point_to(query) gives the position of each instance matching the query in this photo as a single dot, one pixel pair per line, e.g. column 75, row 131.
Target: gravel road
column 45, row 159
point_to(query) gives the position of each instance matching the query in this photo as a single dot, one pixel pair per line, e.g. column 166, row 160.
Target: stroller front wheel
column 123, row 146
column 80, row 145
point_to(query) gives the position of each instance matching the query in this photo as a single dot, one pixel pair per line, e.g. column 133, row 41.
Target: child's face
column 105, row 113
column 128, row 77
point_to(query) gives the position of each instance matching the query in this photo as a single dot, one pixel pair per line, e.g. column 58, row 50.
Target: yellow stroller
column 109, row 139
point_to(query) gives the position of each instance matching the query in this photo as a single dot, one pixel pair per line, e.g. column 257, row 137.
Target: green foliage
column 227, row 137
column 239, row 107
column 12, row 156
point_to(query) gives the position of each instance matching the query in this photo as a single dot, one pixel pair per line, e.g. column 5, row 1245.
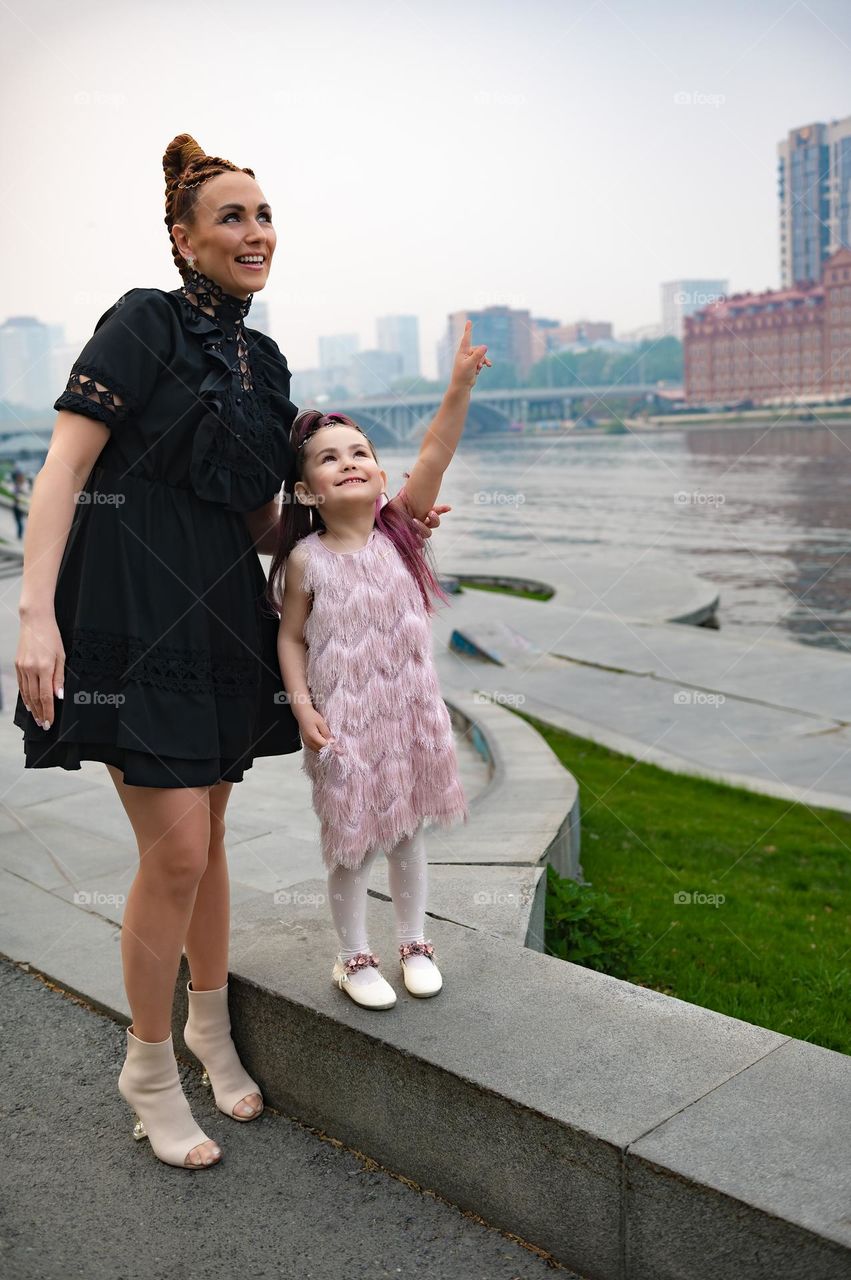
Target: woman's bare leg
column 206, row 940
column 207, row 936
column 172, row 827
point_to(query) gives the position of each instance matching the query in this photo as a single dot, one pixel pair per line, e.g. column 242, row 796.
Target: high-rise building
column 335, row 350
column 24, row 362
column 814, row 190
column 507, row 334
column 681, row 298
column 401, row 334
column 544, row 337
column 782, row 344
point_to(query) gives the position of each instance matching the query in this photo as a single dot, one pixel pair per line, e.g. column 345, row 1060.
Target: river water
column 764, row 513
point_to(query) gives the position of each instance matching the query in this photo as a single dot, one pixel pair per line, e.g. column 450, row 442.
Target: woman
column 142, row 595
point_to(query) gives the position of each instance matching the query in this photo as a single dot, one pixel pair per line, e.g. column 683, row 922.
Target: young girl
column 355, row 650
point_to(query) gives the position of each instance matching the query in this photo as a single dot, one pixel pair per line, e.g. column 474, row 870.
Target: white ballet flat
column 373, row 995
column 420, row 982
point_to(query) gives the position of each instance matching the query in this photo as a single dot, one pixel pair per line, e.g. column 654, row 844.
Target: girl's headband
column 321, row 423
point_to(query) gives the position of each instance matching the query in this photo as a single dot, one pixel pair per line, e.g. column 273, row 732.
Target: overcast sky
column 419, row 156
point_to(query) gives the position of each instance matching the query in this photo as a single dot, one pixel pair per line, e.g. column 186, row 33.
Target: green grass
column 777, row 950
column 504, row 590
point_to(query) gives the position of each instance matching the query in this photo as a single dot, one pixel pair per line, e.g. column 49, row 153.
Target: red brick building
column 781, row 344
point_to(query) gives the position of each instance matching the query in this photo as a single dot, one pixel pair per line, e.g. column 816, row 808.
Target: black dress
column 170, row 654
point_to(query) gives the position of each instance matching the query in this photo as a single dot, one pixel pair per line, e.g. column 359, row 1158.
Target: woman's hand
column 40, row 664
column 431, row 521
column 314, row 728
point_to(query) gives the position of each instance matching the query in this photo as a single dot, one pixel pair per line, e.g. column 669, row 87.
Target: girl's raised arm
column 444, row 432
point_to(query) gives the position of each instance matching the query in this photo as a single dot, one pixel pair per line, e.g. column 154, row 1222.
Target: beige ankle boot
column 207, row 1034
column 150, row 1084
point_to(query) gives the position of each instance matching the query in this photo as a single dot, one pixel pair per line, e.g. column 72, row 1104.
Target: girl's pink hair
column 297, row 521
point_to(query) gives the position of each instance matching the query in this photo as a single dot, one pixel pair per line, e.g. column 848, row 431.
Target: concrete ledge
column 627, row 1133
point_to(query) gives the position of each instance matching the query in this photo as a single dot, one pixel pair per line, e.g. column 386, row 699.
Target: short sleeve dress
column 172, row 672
══════════════════════════════
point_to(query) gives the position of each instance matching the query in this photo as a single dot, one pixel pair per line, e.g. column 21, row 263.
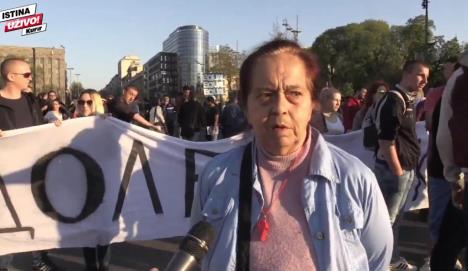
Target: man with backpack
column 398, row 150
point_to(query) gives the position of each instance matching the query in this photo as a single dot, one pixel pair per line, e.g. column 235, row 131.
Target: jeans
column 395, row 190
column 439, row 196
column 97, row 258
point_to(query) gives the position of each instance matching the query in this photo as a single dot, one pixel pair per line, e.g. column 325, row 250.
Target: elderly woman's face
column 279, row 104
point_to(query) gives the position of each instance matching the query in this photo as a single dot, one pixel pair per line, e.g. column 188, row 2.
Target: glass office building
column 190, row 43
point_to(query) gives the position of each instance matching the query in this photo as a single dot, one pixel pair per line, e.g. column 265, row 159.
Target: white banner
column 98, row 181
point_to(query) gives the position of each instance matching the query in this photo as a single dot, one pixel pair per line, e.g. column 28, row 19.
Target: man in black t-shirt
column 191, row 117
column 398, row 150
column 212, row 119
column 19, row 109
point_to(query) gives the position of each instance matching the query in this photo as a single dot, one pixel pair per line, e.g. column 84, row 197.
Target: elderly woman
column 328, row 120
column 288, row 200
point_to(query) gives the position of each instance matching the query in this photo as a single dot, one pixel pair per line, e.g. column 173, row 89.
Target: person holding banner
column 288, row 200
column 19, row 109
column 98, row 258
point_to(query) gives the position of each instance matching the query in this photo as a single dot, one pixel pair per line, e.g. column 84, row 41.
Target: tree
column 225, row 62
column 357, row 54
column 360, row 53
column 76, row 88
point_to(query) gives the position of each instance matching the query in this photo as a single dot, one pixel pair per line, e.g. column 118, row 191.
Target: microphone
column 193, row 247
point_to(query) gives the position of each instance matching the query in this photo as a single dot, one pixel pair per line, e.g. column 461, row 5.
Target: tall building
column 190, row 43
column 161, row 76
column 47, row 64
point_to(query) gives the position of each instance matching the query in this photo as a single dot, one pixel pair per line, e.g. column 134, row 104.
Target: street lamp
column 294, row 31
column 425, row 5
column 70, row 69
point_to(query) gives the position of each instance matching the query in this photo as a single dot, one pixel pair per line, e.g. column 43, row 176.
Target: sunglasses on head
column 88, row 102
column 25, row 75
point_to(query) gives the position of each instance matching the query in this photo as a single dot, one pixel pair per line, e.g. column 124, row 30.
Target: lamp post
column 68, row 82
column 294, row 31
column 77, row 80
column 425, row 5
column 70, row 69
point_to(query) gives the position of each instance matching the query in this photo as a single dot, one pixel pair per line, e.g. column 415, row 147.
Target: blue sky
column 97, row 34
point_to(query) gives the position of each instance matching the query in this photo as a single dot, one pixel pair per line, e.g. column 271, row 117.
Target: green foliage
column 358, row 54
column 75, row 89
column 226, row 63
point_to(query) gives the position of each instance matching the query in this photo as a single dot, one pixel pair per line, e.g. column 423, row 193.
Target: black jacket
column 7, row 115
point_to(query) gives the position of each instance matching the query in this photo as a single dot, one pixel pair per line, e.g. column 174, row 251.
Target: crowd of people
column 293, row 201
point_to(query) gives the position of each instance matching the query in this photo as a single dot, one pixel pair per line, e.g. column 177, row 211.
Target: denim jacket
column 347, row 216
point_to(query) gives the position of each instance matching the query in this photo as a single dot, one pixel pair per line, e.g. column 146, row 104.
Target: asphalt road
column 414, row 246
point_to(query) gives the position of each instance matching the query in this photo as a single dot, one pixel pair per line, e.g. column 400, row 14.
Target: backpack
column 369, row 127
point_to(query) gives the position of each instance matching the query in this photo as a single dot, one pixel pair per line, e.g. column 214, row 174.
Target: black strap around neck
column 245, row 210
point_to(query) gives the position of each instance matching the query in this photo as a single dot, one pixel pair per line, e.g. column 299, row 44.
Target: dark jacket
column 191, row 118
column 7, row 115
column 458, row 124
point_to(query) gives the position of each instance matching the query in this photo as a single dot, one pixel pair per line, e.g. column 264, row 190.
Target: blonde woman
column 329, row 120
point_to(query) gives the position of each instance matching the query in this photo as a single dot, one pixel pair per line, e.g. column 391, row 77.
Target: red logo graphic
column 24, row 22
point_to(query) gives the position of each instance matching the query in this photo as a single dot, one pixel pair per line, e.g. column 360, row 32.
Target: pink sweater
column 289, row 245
══════════════════════════════
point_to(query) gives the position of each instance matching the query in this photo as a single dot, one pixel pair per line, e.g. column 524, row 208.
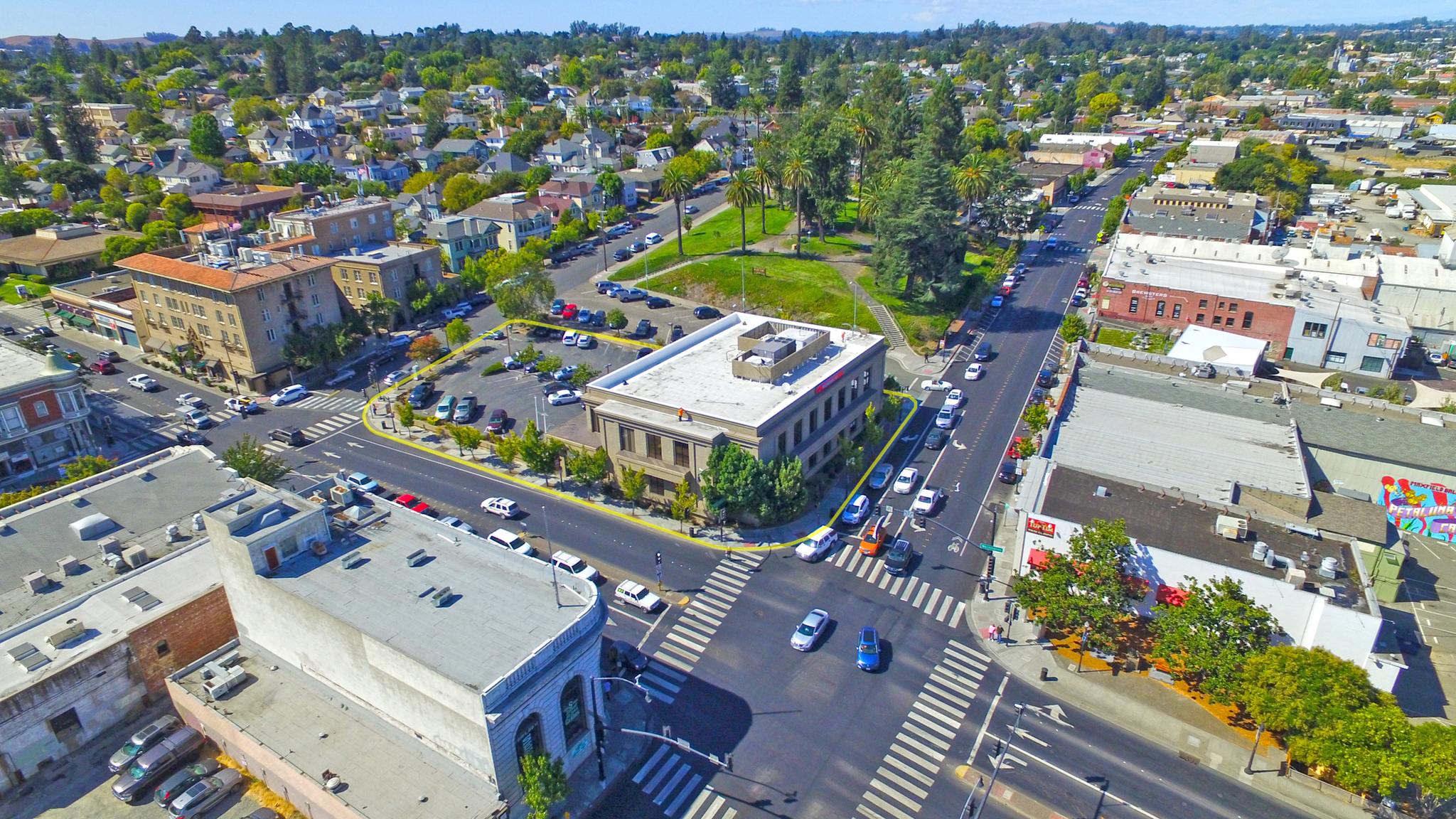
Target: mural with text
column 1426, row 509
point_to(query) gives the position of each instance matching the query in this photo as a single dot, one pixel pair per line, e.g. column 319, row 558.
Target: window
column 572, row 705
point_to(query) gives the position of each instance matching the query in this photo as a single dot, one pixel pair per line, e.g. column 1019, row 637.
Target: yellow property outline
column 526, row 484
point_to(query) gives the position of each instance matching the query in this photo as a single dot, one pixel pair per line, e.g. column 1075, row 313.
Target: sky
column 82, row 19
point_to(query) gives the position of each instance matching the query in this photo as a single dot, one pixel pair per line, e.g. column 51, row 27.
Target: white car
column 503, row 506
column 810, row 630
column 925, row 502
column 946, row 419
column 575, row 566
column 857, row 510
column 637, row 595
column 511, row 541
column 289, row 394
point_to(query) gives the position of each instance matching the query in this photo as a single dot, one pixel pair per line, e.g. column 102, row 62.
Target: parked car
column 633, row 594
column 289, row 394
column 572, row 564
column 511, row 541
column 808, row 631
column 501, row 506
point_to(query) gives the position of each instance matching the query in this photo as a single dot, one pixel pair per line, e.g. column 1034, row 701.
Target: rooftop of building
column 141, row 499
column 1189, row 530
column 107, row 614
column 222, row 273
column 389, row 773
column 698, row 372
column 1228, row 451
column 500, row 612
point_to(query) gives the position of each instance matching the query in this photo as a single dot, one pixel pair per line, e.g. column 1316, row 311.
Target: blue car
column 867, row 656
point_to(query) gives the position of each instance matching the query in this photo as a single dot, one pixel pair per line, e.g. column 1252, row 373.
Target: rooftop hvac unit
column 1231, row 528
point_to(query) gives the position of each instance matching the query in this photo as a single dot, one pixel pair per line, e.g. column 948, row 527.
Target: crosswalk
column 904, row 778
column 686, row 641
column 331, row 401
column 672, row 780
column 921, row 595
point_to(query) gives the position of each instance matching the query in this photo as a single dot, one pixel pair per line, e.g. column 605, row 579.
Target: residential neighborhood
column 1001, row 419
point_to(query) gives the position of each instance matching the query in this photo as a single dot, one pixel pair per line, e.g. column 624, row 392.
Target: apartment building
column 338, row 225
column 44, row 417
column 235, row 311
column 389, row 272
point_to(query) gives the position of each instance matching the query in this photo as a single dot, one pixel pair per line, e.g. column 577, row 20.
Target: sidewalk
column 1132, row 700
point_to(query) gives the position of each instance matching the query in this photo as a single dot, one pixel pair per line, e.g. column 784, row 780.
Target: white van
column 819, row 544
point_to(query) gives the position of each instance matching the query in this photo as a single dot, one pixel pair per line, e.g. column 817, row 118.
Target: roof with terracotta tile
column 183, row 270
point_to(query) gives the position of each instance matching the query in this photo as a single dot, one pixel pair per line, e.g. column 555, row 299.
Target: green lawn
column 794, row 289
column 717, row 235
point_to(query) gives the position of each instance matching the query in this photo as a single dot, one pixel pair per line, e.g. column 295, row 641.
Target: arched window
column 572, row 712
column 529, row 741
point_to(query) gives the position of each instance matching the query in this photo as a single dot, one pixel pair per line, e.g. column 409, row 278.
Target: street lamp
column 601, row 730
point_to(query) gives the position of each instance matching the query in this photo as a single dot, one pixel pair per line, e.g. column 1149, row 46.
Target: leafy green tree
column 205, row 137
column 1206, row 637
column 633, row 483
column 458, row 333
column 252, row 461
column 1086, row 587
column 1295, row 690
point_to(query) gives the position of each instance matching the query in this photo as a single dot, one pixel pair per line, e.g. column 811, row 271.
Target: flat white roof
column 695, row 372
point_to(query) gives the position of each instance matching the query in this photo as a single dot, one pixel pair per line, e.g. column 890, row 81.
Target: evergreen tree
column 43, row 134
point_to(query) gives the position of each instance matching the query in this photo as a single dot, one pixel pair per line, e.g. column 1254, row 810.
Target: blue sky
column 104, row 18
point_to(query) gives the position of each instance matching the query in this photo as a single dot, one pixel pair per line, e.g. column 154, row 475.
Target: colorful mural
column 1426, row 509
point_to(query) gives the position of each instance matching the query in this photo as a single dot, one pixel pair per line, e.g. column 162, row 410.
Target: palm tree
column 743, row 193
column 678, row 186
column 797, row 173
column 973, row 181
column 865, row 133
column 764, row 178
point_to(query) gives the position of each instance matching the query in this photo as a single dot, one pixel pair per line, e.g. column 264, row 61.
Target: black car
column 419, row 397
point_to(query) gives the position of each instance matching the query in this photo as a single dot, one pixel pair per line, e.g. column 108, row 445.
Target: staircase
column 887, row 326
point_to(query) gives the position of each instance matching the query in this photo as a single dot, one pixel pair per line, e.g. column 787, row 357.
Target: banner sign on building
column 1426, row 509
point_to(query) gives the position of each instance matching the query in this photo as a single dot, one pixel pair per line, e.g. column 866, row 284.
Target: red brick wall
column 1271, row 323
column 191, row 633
══════════════════════════════
What the task asks
Reproduce everything from the line containing "173, row 89." down to the line containing "column 47, row 64", changing each "Target" to "Label" and leaving all else untouched.

Response for this exercise
point_to(query) gives the position of each instance matching the query in this photo as a single dot, one pixel pair per line, e.g. column 173, row 89.
Label: person holding banner
column 288, row 200
column 19, row 109
column 98, row 258
point_to(query) gives the position of each instance matching the query in this photo as a single dot, one pixel pair per line, e.g. column 84, row 41.
Label: tree
column 225, row 62
column 357, row 54
column 360, row 53
column 76, row 88
point_to(query) gives the position of each instance matching the query in this photo as a single dot, one pixel pair per line, e.g. column 118, row 191.
Label: microphone
column 193, row 247
point_to(query) gives the position of each instance matching the query in this photo as a single dot, one pixel pair per line, e.g. column 461, row 5.
Label: tall building
column 190, row 43
column 161, row 76
column 47, row 64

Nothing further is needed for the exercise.